◆ **Aim**
Can you copy every line of the listing below, requests included, shifting each bounding box coordinate in the answers by -53 and leaving the pictures out?

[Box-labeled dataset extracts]
════════════════
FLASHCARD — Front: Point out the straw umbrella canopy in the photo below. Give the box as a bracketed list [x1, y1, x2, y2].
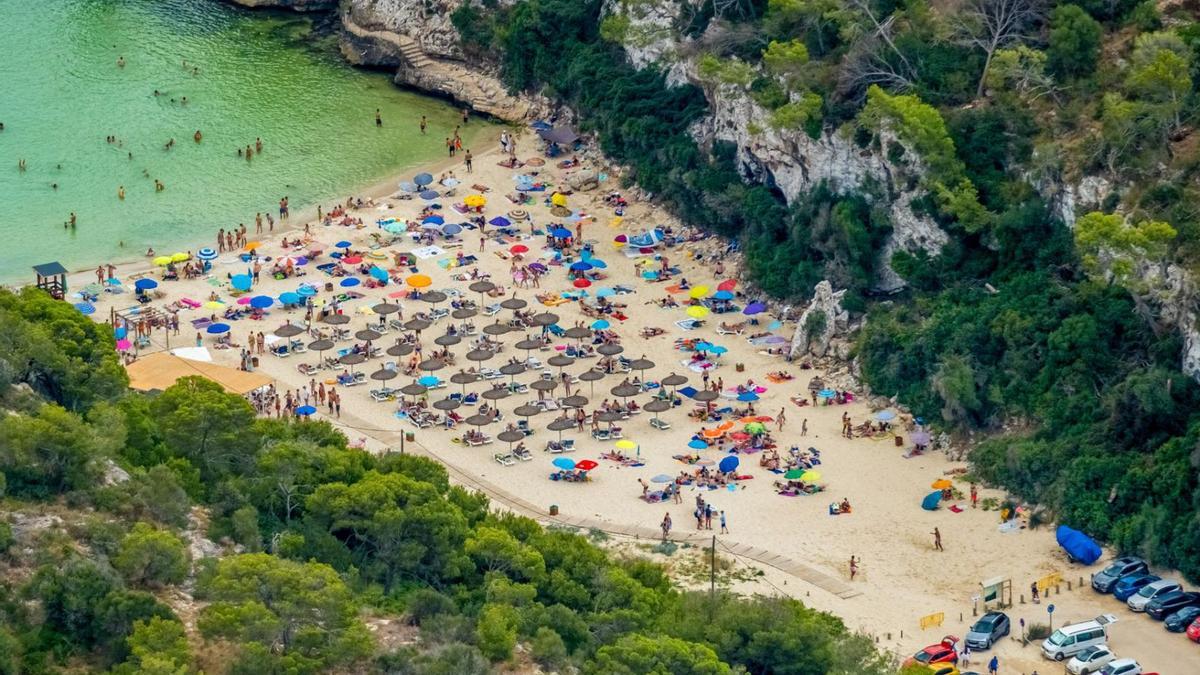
[484, 387, 509, 401]
[629, 359, 654, 370]
[596, 345, 625, 357]
[385, 342, 413, 357]
[354, 328, 383, 342]
[433, 399, 462, 412]
[371, 303, 400, 316]
[371, 368, 400, 382]
[512, 405, 541, 417]
[416, 359, 446, 372]
[580, 370, 604, 396]
[563, 395, 588, 408]
[467, 350, 496, 363]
════════════════
◆ **Correct answer**
FLASHCARD — Front: Point out the straw umbrella canopy in the photo below. Give the box as a bracketed list [x1, y1, x2, y2].
[431, 334, 456, 348]
[576, 306, 601, 317]
[543, 292, 572, 304]
[332, 289, 360, 304]
[301, 275, 330, 289]
[380, 346, 409, 359]
[318, 250, 347, 263]
[318, 315, 347, 329]
[459, 352, 488, 364]
[363, 306, 393, 319]
[527, 317, 551, 343]
[510, 342, 535, 355]
[414, 297, 443, 310]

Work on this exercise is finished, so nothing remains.